_What you should do_: Convert the rows running from the line containing "[Batch spec] Target class: sunglasses" up to and including the line containing "[[340, 277, 377, 298], [317, 236, 349, 265]]" into a two-column CSV with the headers text and answer, one line per row. Enclose each field in double quotes, and replace any line breaks inside a field with spaces.

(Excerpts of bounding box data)
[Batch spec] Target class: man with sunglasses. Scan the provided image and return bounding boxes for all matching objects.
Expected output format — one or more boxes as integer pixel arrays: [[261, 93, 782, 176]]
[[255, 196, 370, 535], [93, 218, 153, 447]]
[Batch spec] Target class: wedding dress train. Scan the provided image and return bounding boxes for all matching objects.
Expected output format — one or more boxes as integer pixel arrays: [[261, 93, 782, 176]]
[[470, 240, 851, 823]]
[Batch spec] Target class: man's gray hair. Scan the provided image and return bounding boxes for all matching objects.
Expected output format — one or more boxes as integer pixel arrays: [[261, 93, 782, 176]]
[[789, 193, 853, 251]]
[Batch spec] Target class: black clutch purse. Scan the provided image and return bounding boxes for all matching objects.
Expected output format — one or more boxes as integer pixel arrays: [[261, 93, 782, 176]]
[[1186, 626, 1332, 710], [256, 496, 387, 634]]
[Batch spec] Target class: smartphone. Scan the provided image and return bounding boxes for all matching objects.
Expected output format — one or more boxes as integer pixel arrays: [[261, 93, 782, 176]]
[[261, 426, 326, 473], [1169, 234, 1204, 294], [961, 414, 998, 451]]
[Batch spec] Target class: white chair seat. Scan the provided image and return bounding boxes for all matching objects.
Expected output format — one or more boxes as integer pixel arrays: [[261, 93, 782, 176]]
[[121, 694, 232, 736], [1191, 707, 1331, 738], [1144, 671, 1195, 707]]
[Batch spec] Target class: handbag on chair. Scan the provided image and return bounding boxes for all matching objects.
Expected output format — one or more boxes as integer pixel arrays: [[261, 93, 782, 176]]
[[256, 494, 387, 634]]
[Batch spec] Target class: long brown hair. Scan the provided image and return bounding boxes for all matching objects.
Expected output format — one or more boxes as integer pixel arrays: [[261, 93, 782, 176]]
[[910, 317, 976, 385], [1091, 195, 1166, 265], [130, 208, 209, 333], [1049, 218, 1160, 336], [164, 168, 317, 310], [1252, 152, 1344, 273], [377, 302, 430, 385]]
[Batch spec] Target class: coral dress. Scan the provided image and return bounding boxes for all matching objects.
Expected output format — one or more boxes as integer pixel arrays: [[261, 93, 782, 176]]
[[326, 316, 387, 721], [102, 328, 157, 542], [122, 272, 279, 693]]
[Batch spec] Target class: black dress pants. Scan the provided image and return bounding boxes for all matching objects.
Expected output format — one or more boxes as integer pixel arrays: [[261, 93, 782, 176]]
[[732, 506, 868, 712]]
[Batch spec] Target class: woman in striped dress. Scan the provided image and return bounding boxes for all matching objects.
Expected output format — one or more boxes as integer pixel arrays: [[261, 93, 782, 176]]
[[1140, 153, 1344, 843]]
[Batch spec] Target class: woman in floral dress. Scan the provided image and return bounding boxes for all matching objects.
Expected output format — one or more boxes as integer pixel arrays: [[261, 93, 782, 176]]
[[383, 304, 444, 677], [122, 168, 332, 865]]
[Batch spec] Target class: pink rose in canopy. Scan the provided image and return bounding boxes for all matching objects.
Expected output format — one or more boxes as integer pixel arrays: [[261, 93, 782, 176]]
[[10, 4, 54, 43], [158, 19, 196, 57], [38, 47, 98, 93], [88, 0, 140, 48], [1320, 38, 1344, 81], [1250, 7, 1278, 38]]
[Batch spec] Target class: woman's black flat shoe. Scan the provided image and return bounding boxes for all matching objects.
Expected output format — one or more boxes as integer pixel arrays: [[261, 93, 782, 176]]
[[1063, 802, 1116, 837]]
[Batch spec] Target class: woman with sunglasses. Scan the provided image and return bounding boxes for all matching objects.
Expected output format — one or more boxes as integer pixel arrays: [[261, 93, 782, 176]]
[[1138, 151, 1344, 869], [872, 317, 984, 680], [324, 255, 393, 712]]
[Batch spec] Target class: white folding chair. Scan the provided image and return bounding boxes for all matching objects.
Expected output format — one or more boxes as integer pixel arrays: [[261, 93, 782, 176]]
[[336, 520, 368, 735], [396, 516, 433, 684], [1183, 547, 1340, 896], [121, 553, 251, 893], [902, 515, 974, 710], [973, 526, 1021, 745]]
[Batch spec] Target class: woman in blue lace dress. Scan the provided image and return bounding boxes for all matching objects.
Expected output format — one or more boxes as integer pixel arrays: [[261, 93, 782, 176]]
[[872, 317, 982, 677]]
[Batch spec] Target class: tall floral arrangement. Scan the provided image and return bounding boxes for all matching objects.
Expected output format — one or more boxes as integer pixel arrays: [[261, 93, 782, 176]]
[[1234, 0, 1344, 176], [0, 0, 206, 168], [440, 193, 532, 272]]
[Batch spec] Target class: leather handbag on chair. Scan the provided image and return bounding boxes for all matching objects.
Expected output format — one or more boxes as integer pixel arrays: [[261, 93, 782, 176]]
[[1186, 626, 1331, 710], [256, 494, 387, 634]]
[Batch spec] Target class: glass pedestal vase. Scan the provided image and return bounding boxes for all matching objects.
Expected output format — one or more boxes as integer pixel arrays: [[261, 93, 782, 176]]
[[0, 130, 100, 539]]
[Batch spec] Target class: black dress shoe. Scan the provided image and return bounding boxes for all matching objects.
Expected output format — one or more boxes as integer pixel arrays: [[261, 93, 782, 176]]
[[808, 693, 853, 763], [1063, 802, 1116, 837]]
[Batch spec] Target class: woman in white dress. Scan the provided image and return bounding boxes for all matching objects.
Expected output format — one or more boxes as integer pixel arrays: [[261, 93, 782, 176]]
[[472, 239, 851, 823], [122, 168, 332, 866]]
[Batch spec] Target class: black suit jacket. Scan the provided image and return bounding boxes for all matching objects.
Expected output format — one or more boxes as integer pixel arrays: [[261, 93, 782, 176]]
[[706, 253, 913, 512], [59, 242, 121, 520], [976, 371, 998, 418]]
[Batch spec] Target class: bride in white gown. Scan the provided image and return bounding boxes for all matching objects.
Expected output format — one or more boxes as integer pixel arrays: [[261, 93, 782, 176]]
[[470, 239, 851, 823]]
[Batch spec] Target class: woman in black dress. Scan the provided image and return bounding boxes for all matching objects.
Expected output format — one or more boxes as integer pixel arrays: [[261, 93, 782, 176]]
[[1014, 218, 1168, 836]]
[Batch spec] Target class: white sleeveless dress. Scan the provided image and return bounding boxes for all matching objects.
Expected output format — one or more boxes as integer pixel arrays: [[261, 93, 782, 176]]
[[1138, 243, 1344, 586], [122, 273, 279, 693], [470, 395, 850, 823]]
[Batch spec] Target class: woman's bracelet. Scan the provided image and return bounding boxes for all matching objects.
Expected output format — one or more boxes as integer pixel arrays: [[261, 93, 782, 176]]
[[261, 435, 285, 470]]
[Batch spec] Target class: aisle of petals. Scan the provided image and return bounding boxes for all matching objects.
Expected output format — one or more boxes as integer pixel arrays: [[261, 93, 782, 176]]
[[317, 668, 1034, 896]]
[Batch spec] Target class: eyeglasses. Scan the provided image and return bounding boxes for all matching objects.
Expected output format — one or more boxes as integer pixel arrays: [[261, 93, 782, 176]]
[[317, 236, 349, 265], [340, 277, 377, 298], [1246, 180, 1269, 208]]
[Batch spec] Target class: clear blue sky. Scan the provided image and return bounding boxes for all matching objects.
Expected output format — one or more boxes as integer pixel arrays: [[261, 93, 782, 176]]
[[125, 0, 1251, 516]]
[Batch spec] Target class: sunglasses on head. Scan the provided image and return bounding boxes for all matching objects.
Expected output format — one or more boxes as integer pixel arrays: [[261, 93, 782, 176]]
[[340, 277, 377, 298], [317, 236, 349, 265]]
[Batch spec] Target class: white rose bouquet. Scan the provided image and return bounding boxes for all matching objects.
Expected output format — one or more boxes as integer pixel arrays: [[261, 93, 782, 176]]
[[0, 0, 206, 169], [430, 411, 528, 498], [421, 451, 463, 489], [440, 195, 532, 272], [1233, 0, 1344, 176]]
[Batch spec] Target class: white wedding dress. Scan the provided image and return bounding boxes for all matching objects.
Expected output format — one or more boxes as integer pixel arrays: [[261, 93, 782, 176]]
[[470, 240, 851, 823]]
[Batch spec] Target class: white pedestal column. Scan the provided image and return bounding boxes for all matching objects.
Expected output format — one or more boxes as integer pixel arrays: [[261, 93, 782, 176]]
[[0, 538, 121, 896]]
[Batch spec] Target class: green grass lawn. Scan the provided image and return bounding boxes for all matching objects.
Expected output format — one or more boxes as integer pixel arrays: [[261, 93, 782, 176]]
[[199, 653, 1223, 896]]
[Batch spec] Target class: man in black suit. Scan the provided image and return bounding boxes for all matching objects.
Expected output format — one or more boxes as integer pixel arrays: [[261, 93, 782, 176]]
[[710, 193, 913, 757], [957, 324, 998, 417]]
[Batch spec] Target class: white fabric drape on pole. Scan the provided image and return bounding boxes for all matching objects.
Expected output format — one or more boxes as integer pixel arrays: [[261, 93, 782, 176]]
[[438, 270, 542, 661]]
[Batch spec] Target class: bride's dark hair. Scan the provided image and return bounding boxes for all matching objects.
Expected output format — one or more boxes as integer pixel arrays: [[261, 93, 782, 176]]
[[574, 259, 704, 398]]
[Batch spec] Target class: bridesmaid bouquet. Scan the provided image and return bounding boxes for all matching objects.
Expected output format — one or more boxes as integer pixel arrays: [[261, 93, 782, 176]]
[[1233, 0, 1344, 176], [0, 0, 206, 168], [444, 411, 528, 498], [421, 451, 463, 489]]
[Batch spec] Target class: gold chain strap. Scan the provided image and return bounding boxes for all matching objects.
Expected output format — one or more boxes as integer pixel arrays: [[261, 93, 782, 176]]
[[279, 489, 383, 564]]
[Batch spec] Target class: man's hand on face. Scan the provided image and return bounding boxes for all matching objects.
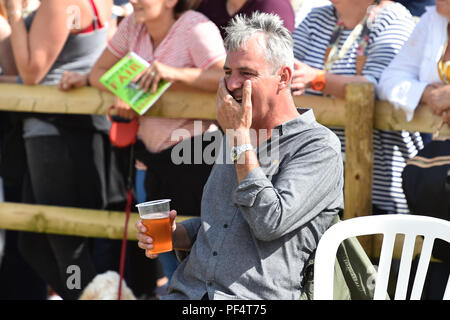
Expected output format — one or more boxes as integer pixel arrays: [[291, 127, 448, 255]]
[[216, 79, 252, 131], [216, 79, 252, 147]]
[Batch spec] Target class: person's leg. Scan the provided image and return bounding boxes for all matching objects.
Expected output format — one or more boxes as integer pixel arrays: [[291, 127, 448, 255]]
[[24, 136, 99, 299], [0, 230, 47, 300]]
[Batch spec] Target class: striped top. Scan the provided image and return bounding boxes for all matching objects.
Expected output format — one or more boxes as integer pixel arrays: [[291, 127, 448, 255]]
[[107, 10, 226, 153], [293, 3, 423, 213]]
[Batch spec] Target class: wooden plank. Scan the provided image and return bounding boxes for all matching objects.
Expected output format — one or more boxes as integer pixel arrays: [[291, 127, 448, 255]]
[[0, 202, 191, 240], [344, 83, 375, 252], [0, 84, 450, 135]]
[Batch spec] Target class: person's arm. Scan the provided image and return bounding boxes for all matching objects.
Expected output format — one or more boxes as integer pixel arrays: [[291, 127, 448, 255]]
[[6, 0, 70, 84], [291, 61, 369, 98], [136, 59, 225, 92], [0, 16, 17, 75], [88, 48, 120, 92]]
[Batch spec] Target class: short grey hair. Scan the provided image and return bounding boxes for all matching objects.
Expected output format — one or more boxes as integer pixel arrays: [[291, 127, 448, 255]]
[[224, 11, 294, 71]]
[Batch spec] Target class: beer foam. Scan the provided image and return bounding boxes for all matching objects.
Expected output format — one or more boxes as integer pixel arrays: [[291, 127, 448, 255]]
[[140, 212, 169, 219]]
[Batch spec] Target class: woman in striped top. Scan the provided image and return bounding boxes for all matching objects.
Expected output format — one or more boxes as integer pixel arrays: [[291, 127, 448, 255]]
[[292, 0, 423, 213]]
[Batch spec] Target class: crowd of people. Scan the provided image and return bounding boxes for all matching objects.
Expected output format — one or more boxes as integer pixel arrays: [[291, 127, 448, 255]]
[[0, 0, 450, 299]]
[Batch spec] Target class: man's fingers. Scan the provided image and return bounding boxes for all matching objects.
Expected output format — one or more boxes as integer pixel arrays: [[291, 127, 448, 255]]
[[242, 80, 252, 107]]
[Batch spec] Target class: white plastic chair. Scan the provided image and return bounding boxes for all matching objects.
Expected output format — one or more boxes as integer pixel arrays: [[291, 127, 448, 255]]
[[314, 214, 450, 300]]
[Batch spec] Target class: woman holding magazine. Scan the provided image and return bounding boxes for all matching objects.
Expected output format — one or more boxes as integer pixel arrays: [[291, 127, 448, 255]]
[[81, 0, 226, 278]]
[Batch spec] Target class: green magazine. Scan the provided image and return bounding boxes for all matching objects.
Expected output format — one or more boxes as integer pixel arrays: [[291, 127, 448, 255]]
[[100, 52, 171, 115]]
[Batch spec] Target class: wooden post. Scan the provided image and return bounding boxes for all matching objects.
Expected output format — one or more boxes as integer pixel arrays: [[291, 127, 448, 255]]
[[344, 83, 375, 256]]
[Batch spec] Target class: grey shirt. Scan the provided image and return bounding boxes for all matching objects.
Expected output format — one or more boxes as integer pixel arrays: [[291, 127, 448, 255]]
[[163, 110, 343, 299]]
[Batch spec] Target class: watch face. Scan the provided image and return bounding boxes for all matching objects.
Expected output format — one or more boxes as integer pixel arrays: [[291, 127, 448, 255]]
[[231, 147, 237, 161]]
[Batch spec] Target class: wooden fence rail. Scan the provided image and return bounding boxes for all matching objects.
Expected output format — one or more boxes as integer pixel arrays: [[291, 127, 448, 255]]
[[0, 83, 450, 252]]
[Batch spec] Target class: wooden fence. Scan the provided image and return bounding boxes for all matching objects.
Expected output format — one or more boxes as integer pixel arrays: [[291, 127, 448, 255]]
[[0, 83, 450, 255]]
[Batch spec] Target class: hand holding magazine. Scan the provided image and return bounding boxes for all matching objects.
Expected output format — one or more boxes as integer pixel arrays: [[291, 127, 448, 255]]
[[100, 52, 171, 115]]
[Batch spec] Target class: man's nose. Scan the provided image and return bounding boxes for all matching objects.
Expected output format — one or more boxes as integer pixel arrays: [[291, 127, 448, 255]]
[[225, 74, 244, 92]]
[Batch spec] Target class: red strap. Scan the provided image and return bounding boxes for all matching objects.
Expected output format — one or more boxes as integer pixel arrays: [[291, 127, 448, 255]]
[[80, 0, 103, 33], [117, 188, 133, 300], [89, 0, 103, 29]]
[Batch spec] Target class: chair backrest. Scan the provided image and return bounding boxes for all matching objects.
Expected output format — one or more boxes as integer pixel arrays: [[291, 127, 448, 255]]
[[314, 214, 450, 300]]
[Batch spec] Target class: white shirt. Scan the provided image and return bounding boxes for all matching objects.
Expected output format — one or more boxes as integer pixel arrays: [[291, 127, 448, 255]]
[[377, 6, 448, 121]]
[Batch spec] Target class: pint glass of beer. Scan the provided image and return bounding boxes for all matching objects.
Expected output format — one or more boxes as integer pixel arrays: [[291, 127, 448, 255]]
[[136, 199, 172, 254]]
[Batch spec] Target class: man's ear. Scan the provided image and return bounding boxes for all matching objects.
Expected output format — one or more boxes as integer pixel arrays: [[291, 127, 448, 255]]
[[278, 66, 292, 91]]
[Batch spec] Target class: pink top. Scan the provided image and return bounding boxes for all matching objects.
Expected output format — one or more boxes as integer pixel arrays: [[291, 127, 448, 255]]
[[107, 10, 226, 153]]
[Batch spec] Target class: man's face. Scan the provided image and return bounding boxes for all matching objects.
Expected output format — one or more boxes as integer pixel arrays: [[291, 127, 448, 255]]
[[224, 34, 280, 127]]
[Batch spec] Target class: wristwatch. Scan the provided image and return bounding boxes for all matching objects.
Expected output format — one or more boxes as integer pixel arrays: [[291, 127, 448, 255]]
[[231, 144, 253, 162], [311, 70, 327, 91]]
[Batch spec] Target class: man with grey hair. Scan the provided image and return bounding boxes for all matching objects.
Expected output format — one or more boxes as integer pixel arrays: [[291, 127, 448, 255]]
[[136, 13, 343, 299]]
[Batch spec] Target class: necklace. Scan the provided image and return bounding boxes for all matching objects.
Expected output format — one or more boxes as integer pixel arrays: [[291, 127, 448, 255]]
[[324, 0, 379, 75]]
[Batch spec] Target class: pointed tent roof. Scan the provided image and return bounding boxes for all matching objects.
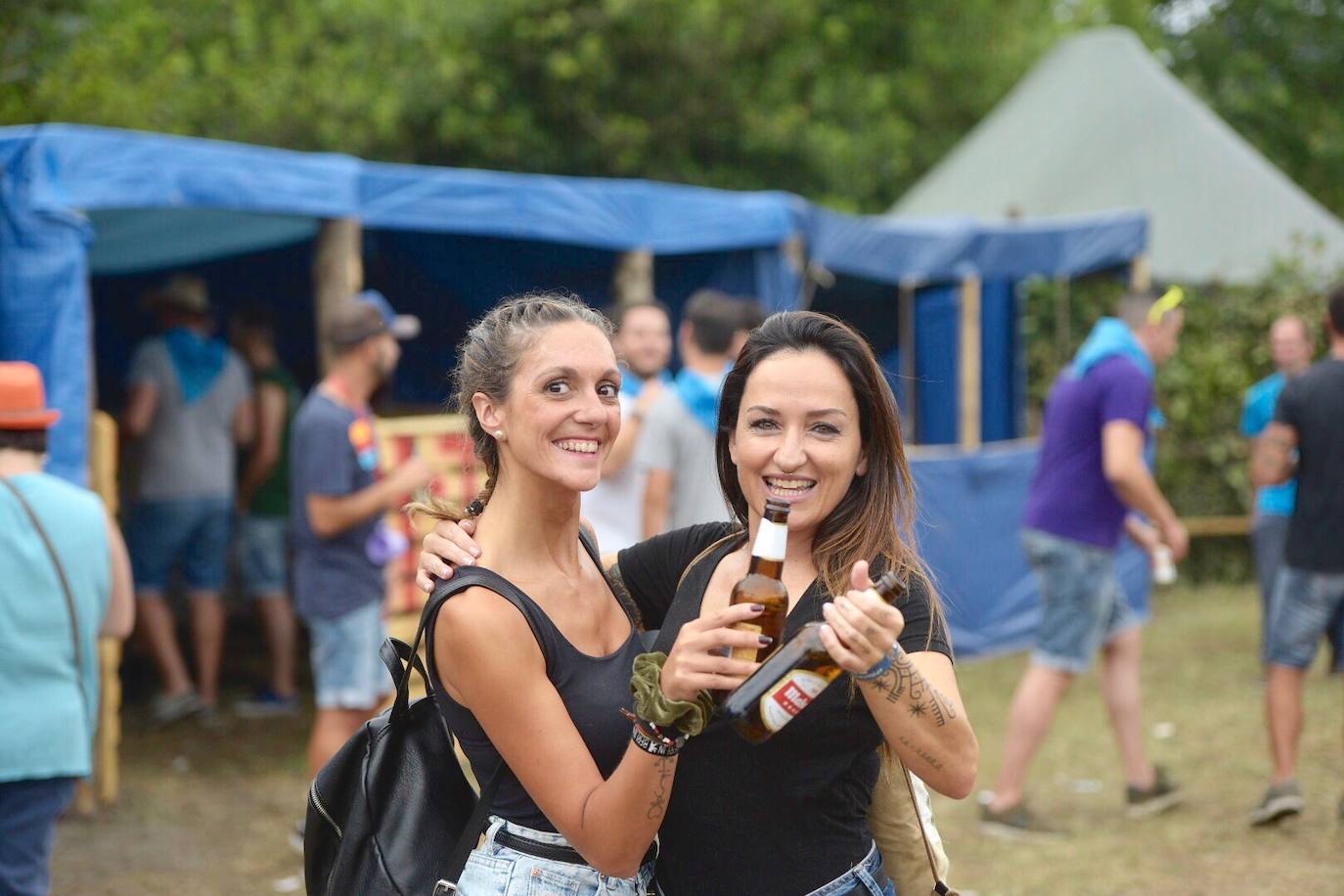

_Exercise output_:
text,answer
"[Batch spec] Target class: sunglasses on head. Scan the provided image and return bounding boxes for all matching objects. Expected output format — one or more boxes as integer pixel arrays: [[261, 93, 782, 176]]","[[340, 277, 377, 298], [317, 236, 349, 265]]"